### TEXT FOR ANALYSIS
——

On Sun, Aug 20, 2006 at 12:50:06PM +0200, Matthias Häker wrote:
Dallman Ross schrieb:
You need to use the match token, "\/" first to grab the word.
(See man procmailrc page and look for "'\/' token".)
* ()\/(bad1|bad2|bad3|bad4|bad5)
The "()" is an empty group, used because a "naked" slash used
in that first position in the regex needs quoting, but slashes
in other positions don't. We could also have used another slash
as a quote char, but the parens are easier to understand and
the "received wisdom" to use in this case among procmailers.
OK !
so i go to use ()for a leading \ in the regex
like
* B ?? ()\<iframe src=3D
and to read qhat Procmail matched into a var
* B ?? ()\/ \<iframe src=3D
{ BAD=$MATCH }
Well, in the last condition, why did you suddenly introduce
whitespace? What if there's no whitespace before "\<iframe"?
I think you want:
* B ?? ()\/\<iframe src=3D
But, testing, no, that isn't what those messages say. Here's one:
1:25pm [~/Mail/virus] 541[1]> grep -h src=3D *.*
src=3Dcid:031401Mfdab4$3f3dL780$73387018@57W81fa70Re height=3D0
width=3D0></iframe>
(Probably you aren't reading this message now, if your simple filter found
my posting. But since your regex is wrong, it won't have, anyway. Others
on this list might not see this, though.)
So that would need to be:
* B ?? ()\/src=3D.*</iframe.*
That works.
However, whitespace including line breaks are permitted in HTML. So the
virual message could have that string broken across multiple lines. You'd
need:
* B ?? ()\/src=3D.*($.*)*.*</iframe.*
That also works in my simple test.
Now I have to confess that I made an error earlier in what I said about
quoting. The backslash will need to be quoted wherever it is.
You can use another backslash, or use "[\]".

——

### RECORD EXTRACTS

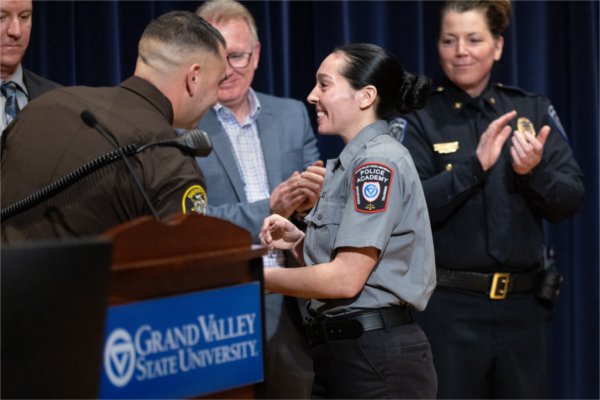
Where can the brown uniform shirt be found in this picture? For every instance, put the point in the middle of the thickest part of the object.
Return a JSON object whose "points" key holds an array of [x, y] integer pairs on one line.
{"points": [[48, 140]]}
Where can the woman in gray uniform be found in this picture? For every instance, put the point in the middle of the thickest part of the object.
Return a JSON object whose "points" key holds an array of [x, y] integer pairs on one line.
{"points": [[368, 246]]}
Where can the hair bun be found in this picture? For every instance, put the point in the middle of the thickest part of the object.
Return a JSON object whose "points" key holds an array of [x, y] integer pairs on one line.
{"points": [[413, 93]]}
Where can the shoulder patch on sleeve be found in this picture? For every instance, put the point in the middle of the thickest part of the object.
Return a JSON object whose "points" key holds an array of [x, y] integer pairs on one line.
{"points": [[397, 128], [194, 200], [554, 117], [371, 184]]}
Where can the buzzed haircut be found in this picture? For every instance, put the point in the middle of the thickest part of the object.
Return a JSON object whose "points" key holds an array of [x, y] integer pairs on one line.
{"points": [[186, 31]]}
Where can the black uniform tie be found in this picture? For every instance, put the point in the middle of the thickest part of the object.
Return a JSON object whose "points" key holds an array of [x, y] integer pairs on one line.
{"points": [[11, 107], [495, 193]]}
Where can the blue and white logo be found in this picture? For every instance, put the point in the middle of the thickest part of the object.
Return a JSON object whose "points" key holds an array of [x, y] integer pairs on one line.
{"points": [[371, 191], [184, 346], [119, 357]]}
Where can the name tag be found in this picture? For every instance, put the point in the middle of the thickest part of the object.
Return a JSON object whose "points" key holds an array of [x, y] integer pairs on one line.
{"points": [[445, 148]]}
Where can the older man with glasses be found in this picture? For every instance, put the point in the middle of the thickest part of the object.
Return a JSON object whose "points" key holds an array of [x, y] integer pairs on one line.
{"points": [[264, 160]]}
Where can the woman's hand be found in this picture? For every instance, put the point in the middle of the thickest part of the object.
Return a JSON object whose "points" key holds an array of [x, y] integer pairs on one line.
{"points": [[527, 150], [492, 140], [279, 233]]}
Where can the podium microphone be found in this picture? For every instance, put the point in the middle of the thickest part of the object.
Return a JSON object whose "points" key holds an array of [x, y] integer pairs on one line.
{"points": [[92, 122]]}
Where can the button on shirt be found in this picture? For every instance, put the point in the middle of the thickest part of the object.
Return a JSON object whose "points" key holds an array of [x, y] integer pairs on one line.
{"points": [[249, 158], [405, 272]]}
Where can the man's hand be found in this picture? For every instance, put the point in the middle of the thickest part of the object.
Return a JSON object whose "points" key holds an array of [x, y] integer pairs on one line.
{"points": [[279, 233]]}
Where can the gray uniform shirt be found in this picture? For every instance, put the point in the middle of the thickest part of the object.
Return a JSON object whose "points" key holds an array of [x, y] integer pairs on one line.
{"points": [[372, 197]]}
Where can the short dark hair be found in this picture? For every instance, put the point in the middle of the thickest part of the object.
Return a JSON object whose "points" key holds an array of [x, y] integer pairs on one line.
{"points": [[398, 91], [496, 12], [186, 30]]}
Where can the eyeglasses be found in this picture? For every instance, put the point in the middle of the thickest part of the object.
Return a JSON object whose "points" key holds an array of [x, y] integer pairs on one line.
{"points": [[239, 60]]}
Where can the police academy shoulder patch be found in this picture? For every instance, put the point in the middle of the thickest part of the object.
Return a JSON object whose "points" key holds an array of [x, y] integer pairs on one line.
{"points": [[371, 185], [194, 200]]}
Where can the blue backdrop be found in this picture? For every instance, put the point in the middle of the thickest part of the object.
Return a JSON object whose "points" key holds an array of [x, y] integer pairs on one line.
{"points": [[551, 48]]}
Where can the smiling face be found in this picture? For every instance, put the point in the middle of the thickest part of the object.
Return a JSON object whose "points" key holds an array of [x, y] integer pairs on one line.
{"points": [[468, 50], [15, 25], [336, 102], [233, 91]]}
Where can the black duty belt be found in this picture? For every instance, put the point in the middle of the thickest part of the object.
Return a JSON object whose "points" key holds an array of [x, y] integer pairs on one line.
{"points": [[352, 326], [496, 284]]}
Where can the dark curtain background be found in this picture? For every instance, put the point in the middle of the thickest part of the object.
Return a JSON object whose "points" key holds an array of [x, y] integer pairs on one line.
{"points": [[551, 48]]}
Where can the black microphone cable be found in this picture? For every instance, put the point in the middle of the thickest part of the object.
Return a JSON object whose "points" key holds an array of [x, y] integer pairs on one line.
{"points": [[194, 142], [92, 122]]}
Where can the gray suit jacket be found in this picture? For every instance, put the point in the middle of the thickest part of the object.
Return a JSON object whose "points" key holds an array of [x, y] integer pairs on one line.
{"points": [[288, 145], [36, 85]]}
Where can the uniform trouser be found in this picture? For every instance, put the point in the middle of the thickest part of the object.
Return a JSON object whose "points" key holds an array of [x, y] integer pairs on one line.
{"points": [[288, 366], [484, 348], [380, 364]]}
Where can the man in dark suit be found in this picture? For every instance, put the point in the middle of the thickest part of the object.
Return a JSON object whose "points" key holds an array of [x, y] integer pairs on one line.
{"points": [[19, 85], [263, 147]]}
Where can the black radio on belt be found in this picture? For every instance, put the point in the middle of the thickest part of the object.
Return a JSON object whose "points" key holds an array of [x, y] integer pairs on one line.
{"points": [[552, 279]]}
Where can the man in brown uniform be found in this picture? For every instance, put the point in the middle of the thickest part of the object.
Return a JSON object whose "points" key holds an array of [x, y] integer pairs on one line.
{"points": [[181, 61]]}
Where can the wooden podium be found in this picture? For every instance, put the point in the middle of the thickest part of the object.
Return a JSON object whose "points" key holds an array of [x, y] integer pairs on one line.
{"points": [[189, 253]]}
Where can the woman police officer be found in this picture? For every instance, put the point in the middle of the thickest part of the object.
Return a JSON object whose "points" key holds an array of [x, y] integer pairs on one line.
{"points": [[487, 196], [368, 246]]}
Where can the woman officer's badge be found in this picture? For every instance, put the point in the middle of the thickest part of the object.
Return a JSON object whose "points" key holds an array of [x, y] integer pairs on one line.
{"points": [[524, 125], [371, 186], [194, 200]]}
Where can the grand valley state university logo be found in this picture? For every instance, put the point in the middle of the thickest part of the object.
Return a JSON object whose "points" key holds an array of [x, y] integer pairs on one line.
{"points": [[185, 345], [119, 357]]}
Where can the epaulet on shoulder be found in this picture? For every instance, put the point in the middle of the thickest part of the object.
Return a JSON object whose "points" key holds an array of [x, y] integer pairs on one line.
{"points": [[514, 89], [437, 89]]}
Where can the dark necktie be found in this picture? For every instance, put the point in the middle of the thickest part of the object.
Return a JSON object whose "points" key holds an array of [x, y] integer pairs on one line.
{"points": [[495, 193], [11, 107]]}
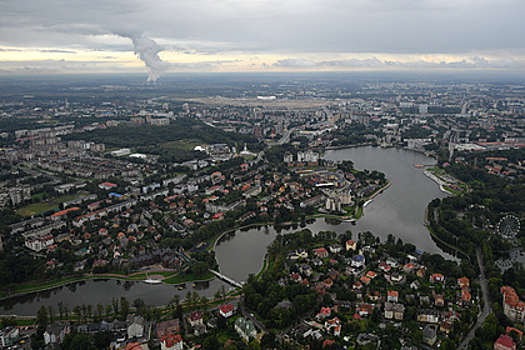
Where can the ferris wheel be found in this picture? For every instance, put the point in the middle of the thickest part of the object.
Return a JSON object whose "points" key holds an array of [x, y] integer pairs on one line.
{"points": [[509, 226]]}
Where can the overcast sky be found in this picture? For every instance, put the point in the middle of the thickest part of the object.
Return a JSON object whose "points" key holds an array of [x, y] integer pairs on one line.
{"points": [[156, 36]]}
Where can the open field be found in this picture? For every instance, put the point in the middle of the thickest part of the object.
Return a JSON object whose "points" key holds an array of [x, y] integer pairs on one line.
{"points": [[40, 207]]}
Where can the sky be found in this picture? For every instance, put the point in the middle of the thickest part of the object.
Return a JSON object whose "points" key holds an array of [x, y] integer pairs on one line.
{"points": [[155, 37]]}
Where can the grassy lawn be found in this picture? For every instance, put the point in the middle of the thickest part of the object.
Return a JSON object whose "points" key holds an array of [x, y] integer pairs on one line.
{"points": [[187, 145], [359, 213], [36, 208]]}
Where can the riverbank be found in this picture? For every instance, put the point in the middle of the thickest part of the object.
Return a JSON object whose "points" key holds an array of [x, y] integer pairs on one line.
{"points": [[42, 287]]}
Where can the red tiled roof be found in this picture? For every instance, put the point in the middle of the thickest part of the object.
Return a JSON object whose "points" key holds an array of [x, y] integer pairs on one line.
{"points": [[171, 339]]}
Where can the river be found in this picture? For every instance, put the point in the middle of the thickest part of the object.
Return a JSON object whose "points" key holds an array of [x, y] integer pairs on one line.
{"points": [[398, 210]]}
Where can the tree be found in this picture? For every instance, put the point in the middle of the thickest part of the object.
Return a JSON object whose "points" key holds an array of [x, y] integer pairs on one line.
{"points": [[108, 310], [124, 307], [42, 317], [115, 305], [211, 343], [78, 341], [100, 310]]}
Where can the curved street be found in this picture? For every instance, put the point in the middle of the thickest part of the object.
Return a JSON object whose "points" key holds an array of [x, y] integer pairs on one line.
{"points": [[487, 309]]}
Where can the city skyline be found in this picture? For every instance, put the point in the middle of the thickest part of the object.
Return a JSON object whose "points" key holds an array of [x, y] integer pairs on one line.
{"points": [[138, 36]]}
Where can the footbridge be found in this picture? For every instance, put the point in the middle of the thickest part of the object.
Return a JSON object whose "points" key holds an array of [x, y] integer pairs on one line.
{"points": [[226, 279]]}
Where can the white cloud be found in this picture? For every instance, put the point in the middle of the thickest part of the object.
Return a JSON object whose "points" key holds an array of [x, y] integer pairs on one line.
{"points": [[294, 28]]}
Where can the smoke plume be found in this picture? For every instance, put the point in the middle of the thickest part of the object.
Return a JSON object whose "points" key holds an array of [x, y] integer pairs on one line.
{"points": [[148, 52]]}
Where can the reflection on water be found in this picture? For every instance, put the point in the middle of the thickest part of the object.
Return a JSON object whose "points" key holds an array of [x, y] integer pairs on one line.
{"points": [[398, 210]]}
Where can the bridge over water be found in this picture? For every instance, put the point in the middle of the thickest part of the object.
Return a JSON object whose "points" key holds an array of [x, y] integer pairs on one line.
{"points": [[226, 279]]}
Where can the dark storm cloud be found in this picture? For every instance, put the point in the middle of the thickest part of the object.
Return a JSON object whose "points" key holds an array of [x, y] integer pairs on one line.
{"points": [[484, 28]]}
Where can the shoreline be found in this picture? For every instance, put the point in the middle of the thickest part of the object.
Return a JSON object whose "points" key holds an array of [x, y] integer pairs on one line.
{"points": [[438, 181]]}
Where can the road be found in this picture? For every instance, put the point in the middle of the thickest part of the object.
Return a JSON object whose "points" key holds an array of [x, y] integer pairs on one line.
{"points": [[286, 137], [487, 309]]}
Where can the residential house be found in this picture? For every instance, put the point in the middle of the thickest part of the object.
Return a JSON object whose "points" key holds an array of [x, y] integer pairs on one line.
{"points": [[226, 310], [358, 261], [136, 346], [371, 274], [389, 310], [9, 336], [392, 262], [415, 285], [439, 301], [505, 342], [245, 328], [325, 312], [436, 277], [513, 307], [465, 299], [321, 253], [351, 245], [409, 268], [195, 319], [171, 342], [393, 296], [398, 278], [135, 326], [335, 248], [56, 332], [429, 335], [168, 327], [306, 269], [383, 266], [428, 316], [399, 312], [333, 324], [463, 283], [421, 272], [364, 310]]}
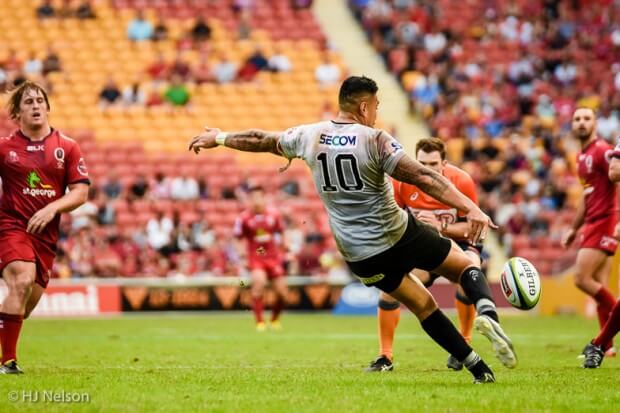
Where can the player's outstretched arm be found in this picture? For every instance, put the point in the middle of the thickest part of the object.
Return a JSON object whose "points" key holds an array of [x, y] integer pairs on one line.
{"points": [[614, 169], [412, 172], [252, 140], [77, 195]]}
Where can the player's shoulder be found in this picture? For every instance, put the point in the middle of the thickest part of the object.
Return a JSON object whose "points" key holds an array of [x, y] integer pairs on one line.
{"points": [[65, 139], [454, 172]]}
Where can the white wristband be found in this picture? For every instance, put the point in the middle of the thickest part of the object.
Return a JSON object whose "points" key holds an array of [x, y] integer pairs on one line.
{"points": [[220, 138]]}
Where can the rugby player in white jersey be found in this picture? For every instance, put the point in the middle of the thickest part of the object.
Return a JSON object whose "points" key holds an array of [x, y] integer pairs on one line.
{"points": [[380, 242]]}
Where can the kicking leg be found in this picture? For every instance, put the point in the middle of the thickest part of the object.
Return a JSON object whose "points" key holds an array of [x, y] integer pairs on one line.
{"points": [[416, 297]]}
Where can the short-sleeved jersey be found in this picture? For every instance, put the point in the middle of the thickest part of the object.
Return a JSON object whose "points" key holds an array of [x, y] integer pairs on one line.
{"points": [[599, 191], [416, 200], [34, 174], [348, 163], [261, 231]]}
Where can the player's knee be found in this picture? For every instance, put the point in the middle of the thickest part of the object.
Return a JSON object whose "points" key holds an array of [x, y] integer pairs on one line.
{"points": [[21, 283], [426, 308]]}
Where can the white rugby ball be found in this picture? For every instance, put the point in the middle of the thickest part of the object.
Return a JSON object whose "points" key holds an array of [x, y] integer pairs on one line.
{"points": [[521, 283]]}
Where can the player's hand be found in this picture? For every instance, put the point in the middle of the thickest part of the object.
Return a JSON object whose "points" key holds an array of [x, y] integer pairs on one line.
{"points": [[569, 237], [41, 218], [429, 218], [479, 224], [205, 140]]}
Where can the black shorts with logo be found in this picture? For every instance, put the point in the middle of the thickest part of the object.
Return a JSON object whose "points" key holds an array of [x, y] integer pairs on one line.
{"points": [[421, 246]]}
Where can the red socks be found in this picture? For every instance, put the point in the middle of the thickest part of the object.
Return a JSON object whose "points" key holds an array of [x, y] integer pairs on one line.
{"points": [[611, 328], [257, 307], [10, 326], [278, 306], [605, 302]]}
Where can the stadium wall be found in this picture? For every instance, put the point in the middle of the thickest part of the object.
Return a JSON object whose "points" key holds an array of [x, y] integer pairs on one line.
{"points": [[96, 297]]}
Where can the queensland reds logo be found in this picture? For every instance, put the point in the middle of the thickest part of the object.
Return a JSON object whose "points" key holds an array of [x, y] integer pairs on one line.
{"points": [[589, 163], [59, 155], [12, 157], [82, 167]]}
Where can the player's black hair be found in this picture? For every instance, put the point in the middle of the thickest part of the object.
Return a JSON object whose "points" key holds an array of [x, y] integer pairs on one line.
{"points": [[18, 93], [352, 89], [594, 112], [430, 145], [255, 187]]}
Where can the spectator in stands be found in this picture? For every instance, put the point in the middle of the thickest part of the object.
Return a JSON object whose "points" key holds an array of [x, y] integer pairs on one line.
{"points": [[240, 6], [161, 187], [46, 10], [160, 31], [81, 252], [139, 29], [66, 11], [202, 234], [133, 95], [180, 67], [201, 30], [33, 66], [158, 231], [253, 64], [202, 71], [158, 70], [4, 78], [110, 95], [154, 98], [301, 4], [106, 262], [177, 93], [327, 73], [279, 62], [85, 10], [225, 71], [184, 188], [244, 28], [608, 124], [12, 63], [51, 62], [138, 188]]}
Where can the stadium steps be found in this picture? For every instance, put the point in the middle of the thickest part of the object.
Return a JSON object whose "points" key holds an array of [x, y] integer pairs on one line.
{"points": [[342, 29]]}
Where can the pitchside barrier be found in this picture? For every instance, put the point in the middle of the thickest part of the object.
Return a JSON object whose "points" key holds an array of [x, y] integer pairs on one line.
{"points": [[100, 296]]}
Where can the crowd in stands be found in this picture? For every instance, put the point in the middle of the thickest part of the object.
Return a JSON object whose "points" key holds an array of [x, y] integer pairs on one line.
{"points": [[177, 236], [499, 80]]}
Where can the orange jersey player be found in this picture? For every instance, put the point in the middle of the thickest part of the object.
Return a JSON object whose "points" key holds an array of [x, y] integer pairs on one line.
{"points": [[450, 223], [263, 227]]}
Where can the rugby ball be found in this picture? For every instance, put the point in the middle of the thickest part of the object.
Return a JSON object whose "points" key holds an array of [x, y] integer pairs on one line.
{"points": [[521, 283]]}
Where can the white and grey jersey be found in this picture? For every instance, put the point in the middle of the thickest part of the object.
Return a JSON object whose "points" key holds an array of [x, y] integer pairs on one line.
{"points": [[349, 162]]}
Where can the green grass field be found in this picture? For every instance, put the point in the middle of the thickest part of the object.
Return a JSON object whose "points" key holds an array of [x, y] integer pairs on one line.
{"points": [[216, 362]]}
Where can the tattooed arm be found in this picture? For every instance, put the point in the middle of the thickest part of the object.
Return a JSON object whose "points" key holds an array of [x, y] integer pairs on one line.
{"points": [[252, 140]]}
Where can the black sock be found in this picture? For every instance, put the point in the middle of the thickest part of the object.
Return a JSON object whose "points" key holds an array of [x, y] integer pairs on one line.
{"points": [[477, 289], [462, 298], [441, 329]]}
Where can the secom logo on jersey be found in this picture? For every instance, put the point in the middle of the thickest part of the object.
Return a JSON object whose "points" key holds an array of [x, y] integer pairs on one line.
{"points": [[338, 140], [36, 188]]}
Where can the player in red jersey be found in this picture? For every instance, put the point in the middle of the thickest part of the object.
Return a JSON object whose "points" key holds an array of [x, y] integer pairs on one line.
{"points": [[595, 350], [262, 227], [37, 165], [596, 214], [449, 222]]}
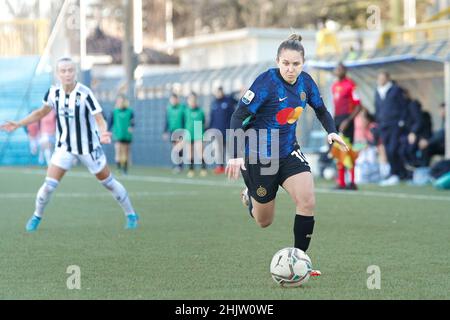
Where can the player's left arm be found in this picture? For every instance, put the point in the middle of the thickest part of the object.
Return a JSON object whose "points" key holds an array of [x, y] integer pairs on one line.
{"points": [[357, 109], [105, 136], [95, 109], [314, 99]]}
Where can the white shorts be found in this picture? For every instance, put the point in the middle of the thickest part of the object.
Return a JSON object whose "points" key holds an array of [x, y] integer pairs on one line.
{"points": [[95, 162], [47, 139]]}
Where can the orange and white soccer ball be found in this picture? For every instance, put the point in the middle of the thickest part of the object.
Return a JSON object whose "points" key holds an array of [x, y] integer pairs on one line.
{"points": [[290, 267]]}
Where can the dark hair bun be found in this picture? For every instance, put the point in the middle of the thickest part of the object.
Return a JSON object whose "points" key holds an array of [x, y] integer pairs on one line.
{"points": [[295, 37]]}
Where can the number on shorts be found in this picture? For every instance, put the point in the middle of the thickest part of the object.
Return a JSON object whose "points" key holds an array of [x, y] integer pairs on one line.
{"points": [[299, 155], [97, 153]]}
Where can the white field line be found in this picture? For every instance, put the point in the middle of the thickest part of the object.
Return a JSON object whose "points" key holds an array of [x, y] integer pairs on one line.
{"points": [[204, 182]]}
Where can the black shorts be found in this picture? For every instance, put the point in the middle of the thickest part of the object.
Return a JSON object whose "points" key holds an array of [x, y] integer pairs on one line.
{"points": [[263, 188], [349, 132], [124, 141]]}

——

### PROBLEMS TO SOLVE
**a.** Quote from the procmail post, starting with "I think you" and stopping after "see this, though.)".
**b.** What two ways of quoting the backslash does the procmail post give?
The items are separate material, not part of the procmail post.

### ANSWERS BY TASK
**a.**
I think you want:
* B ?? ()\/\<iframe src=3D
But, testing, no, that isn't what those messages say. Here's one:
1:25pm [~/Mail/virus] 541[1]> grep -h src=3D *.*
src=3Dcid:031401Mfdab4$3f3dL780$73387018@57W81fa70Re height=3D0
width=3D0></iframe>
(Probably you aren't reading this message now, if your simple filter found
my posting. But since your regex is wrong, it won't have, anyway. Others
on this list might not see this, though.)

**b.** Another backslash, or "[\]".